= REQUIREMENT =
Please reproduce each line of the data below exactly as shown.

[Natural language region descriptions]
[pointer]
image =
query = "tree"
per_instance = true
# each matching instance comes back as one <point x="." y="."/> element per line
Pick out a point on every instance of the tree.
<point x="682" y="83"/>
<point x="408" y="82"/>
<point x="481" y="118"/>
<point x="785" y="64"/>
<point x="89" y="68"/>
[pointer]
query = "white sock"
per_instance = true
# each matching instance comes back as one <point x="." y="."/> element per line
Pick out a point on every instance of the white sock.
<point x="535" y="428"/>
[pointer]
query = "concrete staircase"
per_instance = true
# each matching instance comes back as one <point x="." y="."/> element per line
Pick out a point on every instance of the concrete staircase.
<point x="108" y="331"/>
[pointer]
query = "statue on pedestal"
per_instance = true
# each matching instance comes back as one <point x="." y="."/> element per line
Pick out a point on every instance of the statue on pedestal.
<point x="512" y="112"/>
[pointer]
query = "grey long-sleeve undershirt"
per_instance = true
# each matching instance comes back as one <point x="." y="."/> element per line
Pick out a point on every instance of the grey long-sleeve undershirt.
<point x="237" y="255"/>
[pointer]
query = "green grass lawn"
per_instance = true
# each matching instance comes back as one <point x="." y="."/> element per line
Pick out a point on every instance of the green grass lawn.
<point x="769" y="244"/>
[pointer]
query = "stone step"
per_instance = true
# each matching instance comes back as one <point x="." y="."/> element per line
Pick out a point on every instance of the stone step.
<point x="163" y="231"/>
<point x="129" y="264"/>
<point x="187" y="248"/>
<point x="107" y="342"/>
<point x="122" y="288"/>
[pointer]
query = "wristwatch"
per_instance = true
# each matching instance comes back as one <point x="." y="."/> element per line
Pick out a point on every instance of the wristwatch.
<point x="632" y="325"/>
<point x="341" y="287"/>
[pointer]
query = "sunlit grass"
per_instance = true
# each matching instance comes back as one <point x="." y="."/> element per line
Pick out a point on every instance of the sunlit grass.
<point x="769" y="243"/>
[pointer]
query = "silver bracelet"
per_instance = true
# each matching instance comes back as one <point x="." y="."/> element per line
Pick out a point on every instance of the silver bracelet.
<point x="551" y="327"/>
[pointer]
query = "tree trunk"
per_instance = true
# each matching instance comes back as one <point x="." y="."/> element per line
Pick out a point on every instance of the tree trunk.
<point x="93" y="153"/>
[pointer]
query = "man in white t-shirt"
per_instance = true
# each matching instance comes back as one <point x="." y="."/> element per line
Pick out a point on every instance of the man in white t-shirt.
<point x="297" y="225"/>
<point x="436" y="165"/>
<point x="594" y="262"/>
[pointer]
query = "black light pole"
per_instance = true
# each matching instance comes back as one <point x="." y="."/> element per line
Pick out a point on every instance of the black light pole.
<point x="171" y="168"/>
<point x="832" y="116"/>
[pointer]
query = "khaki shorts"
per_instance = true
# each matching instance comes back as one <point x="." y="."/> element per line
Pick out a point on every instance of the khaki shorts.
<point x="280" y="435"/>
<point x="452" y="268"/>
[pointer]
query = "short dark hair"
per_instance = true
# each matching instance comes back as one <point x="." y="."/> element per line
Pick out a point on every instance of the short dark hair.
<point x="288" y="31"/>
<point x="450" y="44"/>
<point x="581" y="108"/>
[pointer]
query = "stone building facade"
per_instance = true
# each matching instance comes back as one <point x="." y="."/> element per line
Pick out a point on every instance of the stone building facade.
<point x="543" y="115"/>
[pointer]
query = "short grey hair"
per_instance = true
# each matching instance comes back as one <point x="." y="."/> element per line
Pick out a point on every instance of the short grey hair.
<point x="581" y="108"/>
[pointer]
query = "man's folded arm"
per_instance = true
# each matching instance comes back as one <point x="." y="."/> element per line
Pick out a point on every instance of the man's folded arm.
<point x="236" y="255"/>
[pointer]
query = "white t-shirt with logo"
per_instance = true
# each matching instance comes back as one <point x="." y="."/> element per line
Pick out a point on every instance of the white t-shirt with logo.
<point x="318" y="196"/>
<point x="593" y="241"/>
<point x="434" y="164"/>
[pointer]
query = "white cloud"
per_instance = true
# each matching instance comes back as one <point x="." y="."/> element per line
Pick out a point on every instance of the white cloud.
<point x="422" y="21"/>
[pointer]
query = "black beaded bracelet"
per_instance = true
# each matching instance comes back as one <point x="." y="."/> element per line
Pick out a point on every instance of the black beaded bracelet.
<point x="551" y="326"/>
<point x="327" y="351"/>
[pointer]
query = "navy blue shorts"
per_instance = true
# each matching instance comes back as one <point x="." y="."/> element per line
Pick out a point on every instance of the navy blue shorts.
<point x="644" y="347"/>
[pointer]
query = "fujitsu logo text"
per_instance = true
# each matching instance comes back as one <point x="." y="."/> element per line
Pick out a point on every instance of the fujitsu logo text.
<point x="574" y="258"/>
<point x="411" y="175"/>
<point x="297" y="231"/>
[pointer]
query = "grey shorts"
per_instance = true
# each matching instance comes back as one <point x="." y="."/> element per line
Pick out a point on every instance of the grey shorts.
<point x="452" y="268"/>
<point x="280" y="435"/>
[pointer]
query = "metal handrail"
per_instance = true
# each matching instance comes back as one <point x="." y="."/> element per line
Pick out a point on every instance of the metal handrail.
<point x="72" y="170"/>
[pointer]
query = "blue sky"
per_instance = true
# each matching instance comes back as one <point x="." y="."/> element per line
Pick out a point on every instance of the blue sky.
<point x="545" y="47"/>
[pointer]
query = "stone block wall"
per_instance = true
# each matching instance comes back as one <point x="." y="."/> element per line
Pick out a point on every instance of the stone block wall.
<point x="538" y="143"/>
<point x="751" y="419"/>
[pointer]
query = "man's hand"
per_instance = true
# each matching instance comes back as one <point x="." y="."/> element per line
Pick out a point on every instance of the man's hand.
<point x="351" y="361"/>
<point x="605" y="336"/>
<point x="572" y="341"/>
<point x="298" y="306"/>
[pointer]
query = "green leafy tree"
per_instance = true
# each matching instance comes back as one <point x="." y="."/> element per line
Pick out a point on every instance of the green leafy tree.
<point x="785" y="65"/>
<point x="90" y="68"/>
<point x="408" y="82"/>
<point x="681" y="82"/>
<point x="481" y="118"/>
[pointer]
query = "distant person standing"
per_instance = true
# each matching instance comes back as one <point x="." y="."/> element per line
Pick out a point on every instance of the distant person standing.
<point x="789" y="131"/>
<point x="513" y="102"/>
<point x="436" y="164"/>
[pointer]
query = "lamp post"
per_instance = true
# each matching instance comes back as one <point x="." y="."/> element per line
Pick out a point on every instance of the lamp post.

= RESPONSE TO THIS TASK =
[pointer]
image =
query = "tree"
per_instance = true
# each matching instance comes back as one <point x="." y="."/> element per line
Pick out a point on every instance of the tree.
<point x="682" y="83"/>
<point x="408" y="82"/>
<point x="481" y="118"/>
<point x="785" y="64"/>
<point x="89" y="68"/>
[pointer]
query = "white sock"
per_instance = true
# each matching instance comes back as one <point x="." y="."/> element per line
Pick out a point on every instance of the white sock.
<point x="535" y="428"/>
[pointer]
query = "concrete staircase"
per_instance = true
# each matching instance comes back as one <point x="." y="."/> element per line
Pick out a point on every instance of the concrete staircase.
<point x="108" y="331"/>
[pointer]
query = "statue on pedestal"
per_instance = true
# each matching instance comes back as one <point x="." y="."/> element per line
Pick out a point on every instance of the statue on pedestal.
<point x="512" y="112"/>
[pointer]
query = "grey long-sleeve undershirt"
per_instance = true
# each matching instance comes back as one <point x="." y="."/> element per line
Pick out a point on every instance of the grey long-sleeve undershirt.
<point x="237" y="255"/>
[pointer]
query = "green grass lawn"
per_instance = true
# each matching instance comes back as one <point x="." y="."/> element per line
Pick out a point on every instance of the green grass lawn.
<point x="769" y="244"/>
[pointer]
query = "stone step"
per_instance = true
# each matching instance comes back as one <point x="." y="."/> element per line
Pick out a point on every instance of the stone step.
<point x="163" y="231"/>
<point x="129" y="264"/>
<point x="187" y="248"/>
<point x="107" y="342"/>
<point x="122" y="288"/>
[pointer]
query = "wristwatch"
per_instance = true
# each matching instance comes back as one <point x="." y="."/> element per line
Pick out a point on every instance of the wristwatch.
<point x="632" y="325"/>
<point x="341" y="287"/>
[pointer]
query = "sunlit grass"
per_instance = true
# each matching instance comes back as one <point x="." y="."/> element per line
Pick out a point on every instance of the sunlit grass.
<point x="769" y="243"/>
[pointer]
query = "silver bracelet"
per_instance = true
# each matching instance comes back as one <point x="." y="."/> element per line
Pick out a point on every instance of the silver bracelet.
<point x="551" y="327"/>
[pointer]
query = "tree trunk"
per_instance = true
# each matching instance comes back as one <point x="." y="."/> element per line
Pick out a point on every instance of the tree trunk.
<point x="93" y="153"/>
[pointer]
query = "man in white t-shirt"
per_instance = true
# each matching instance comes back as one <point x="." y="."/> element per line
Pick out a point on every instance of the man in white t-shirt.
<point x="297" y="225"/>
<point x="436" y="165"/>
<point x="594" y="262"/>
[pointer]
query = "black light pole"
per_instance = true
# each matching instance comes back as one <point x="." y="."/> element per line
Pick out a point on every instance of the black light pole.
<point x="171" y="168"/>
<point x="832" y="116"/>
[pointer]
query = "khaki shorts"
per_instance = true
# each matching instance comes back as one <point x="." y="."/> element per line
Pick out a point on every instance of the khaki shorts.
<point x="280" y="435"/>
<point x="452" y="268"/>
[pointer]
query = "short dark hair"
per_instance = true
# each matching instance comes back as one <point x="." y="."/> element per line
Pick out a point on every instance of the short dark hair.
<point x="288" y="31"/>
<point x="450" y="44"/>
<point x="581" y="108"/>
[pointer]
query = "stone building facade"
per_instance = true
# each matching instance comes back as one <point x="." y="."/> element per line
Pick out a point on every instance of the stone building facade.
<point x="543" y="115"/>
[pointer]
query = "short grey hair"
per_instance = true
# each matching instance comes back as one <point x="." y="."/> element per line
Pick out a point on every instance of the short grey hair.
<point x="581" y="108"/>
[pointer]
query = "man's folded arm"
per_instance = true
# each matching instance comes back as one <point x="." y="."/> element per line
Pick out a point on every instance of the man's folded arm.
<point x="236" y="255"/>
[pointer]
query = "white t-shirt with logo"
per_instance = true
# each matching instance comes back as one <point x="." y="."/> element per line
Pick out a point on every instance of the white t-shirt with logo.
<point x="318" y="196"/>
<point x="593" y="241"/>
<point x="434" y="164"/>
[pointer]
query = "white cloud"
per_instance = true
# each matching instance comes back as one <point x="." y="."/> element per line
Pick out a point on every instance of the white cloud.
<point x="422" y="21"/>
[pointer]
query = "black beaded bracelet"
per_instance = true
# each matching instance comes back as one <point x="." y="."/> element per line
Pick out a point on every instance of the black beaded bracelet.
<point x="551" y="326"/>
<point x="327" y="351"/>
[pointer]
query = "navy blue shorts"
per_instance = true
# each matching instance comes back as one <point x="." y="."/> element per line
Pick out a point on every instance of the navy blue shorts.
<point x="644" y="347"/>
[pointer]
query = "fujitsu logo text"
per_instance = true
# each matching instance comes back as one <point x="." y="."/> element per line
Pick out a point on every instance of the fujitsu logo text.
<point x="574" y="258"/>
<point x="411" y="175"/>
<point x="297" y="231"/>
[pointer]
query = "grey shorts"
per_instance = true
# each matching instance comes back as one <point x="." y="."/> element per line
Pick out a point on every instance of the grey shorts.
<point x="452" y="268"/>
<point x="280" y="435"/>
[pointer]
query = "metal handrail"
per_instance = true
# each matching instance comes back as one <point x="." y="."/> element per line
Pick out a point on every instance of the metal handrail.
<point x="72" y="170"/>
[pointer]
query = "blue sky"
per_instance = true
# each matching instance comes back as one <point x="." y="."/> element per line
Pick out a point on every instance of the blue sky.
<point x="545" y="47"/>
[pointer]
query = "stone block wall"
per_instance = true
# each matching instance comes back as one <point x="." y="."/> element per line
Pick out a point on every instance of the stone block wall.
<point x="538" y="143"/>
<point x="751" y="419"/>
[pointer]
query = "man's hand"
per_instance = true
# each matching instance comes back as one <point x="." y="."/> element per line
Pick out a point on every instance of the man's hand.
<point x="351" y="361"/>
<point x="605" y="336"/>
<point x="572" y="341"/>
<point x="298" y="306"/>
[pointer]
query = "green leafy tree"
per_instance = true
# each matching instance comes back as one <point x="." y="."/> element per line
Pick out a point on every instance of the green leafy tree.
<point x="785" y="65"/>
<point x="90" y="68"/>
<point x="408" y="82"/>
<point x="681" y="82"/>
<point x="481" y="118"/>
[pointer]
query = "distant person standing"
per_instance = true
# each matching instance comes back as one <point x="." y="."/> element per line
Pick out a point on every instance of the distant person standing.
<point x="789" y="131"/>
<point x="513" y="102"/>
<point x="436" y="164"/>
[pointer]
query = "lamp post"
per_instance = true
# each matching instance comes back as one <point x="." y="."/> element per line
Pick out a point on every instance of the lamp post.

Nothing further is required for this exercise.